▸ Lista de tarefas
1. No trecho sobre o saneamento ligado a Belo Monte, que porcentagem da área de Altamira tem água potável hoje?
2. Indique se cada afirmação concorda com o trecho sobre o saneamento ligado a Belo Monte, respondendo sim ou não e citando as palavras do trecho que decidem a resposta: (a) Altamira já conta com rede de esgoto. (b) Até julho, a Norte Energia quer instalar 220 km de rede de esgoto em Altamira. (c) As tubulações da Norte Energia chegam até as residências da região.
3. Dê continuidade ao trecho sobre o saneamento ligado a Belo Monte a partir da última frase apresentada.

▸ Trecho do texto
************

Um verdadeiro jogo de empurra tomou conta das obras compensatórias de Belo Monte, a megausina que está sendo construída no rio Xingu, no Pará.

A polêmica envolve a entrega da rede de saneamento básico que tem de ser construída em Altamira e nos demais municípios impactados pela usina. Desta vez, os problemas não se limitam aos atrasos nas obras de saneamento, que já deveriam estar prontas há mais de dois anos. A questão agora é definir quem, afinal de contas, concluirá as instalações da rede de água e esgoto.

O desentendimento é total entre o consórcio Norte Energia, responsável pela construção da hidrelétrica, a prefeitura de Altamira e a Companhia de Saneamento do Pará (Cosanpa). O consórcio garante que as obrigações incluídas no processo de licenciamento da obra são claras: até julho, a empresa quer instalar 220 km de rede esgoto e 170 km de tubulações de água potável em Altamira, município mais atingido pela obra, além de outras redes menores em construção em municípios vizinhos. Hoje, Altamira não possui rede de esgoto e apenas 14% de sua área tem água potável. O problema é que as ações da Norte Energia limitam-se às redes centrais de saneamento, ou seja, suas tubulações passam pelas ruas, mas não acessam as cerca de 60 mil residências da região. “É o nosso compromisso, o que foi assumido em contrato”, diz Marcelo Dias, superintendente das obras da Norte Energia.

************

▸ Dados fornecidos
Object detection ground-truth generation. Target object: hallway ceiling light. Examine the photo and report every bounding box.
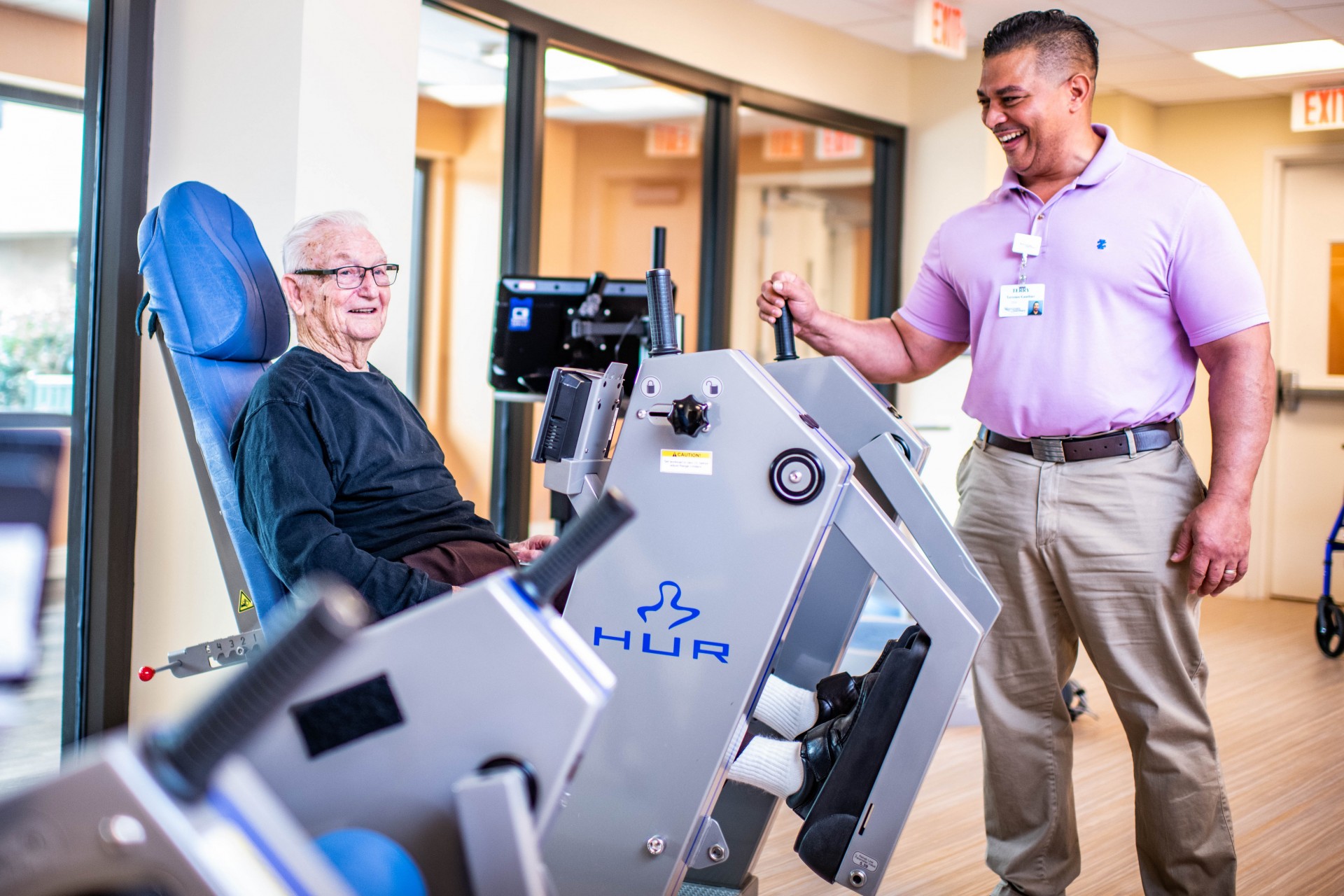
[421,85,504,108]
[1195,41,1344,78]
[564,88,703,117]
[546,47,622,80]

************

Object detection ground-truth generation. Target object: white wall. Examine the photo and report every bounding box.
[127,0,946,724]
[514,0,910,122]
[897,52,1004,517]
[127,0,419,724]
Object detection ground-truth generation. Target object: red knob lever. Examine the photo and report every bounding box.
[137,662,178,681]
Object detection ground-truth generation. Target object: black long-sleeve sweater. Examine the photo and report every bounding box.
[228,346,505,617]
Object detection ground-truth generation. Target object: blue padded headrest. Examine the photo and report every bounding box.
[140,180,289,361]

************

▸ Respostas
1. Apenas 14% da área de Altamira tem água potável.

2.
(a) Não: "Hoje, Altamira não possui rede de esgoto".
(b) Sim: "até julho, a empresa quer instalar 220 km de rede esgoto".
(c) Não: "suas tubulações passam pelas ruas, mas não acessam as cerca de 60 mil residências da região".

3.
A prefeitura, no entanto, tem outra interpretação. “Não podemos assumir isso. Não causamos essa situação, mas sim a hidrelétrica. É preciso buscar uma solução, na qual todos participem”, diz Rainério Meireles, secretário de planejamento de Altamira.

O impasse levou a Cosanpa a enviar um ofício ao Ministério Público Federal no mês passado, após tentativa frustrada de negociação com a Norte Energia. A estatal havia procurado o consórcio para alertar sobre “complementações necessárias” para o sistema de abastecimento. “Todavia, o consórcio enviou resposta à Cosanpa, eximindo-se das obrigações”, informou a estatal, em nota encaminhada ao Valor.

“A Cosanpa entende que transferir a responsabilidade das ligações intradomiciliares para a população não é uma solução razoável, já que a Norte Energia assumiu o compromisso de dotar a cidade de Altamira de sistemas de abastecimento de água e esgotamento sanitário, como condicionantes à construção da usina de Belo Monte”, informou a estatal, acrescentando que a postura, além de desestimular as ligações dos usuários à rede de esgoto, pode levar à “adoção indevida do sistema e contaminar as águas subterrâneas”.

Há duas semanas, representantes de cada órgão tiveram uma reunião para tentar resolver o problema. Não houve solução.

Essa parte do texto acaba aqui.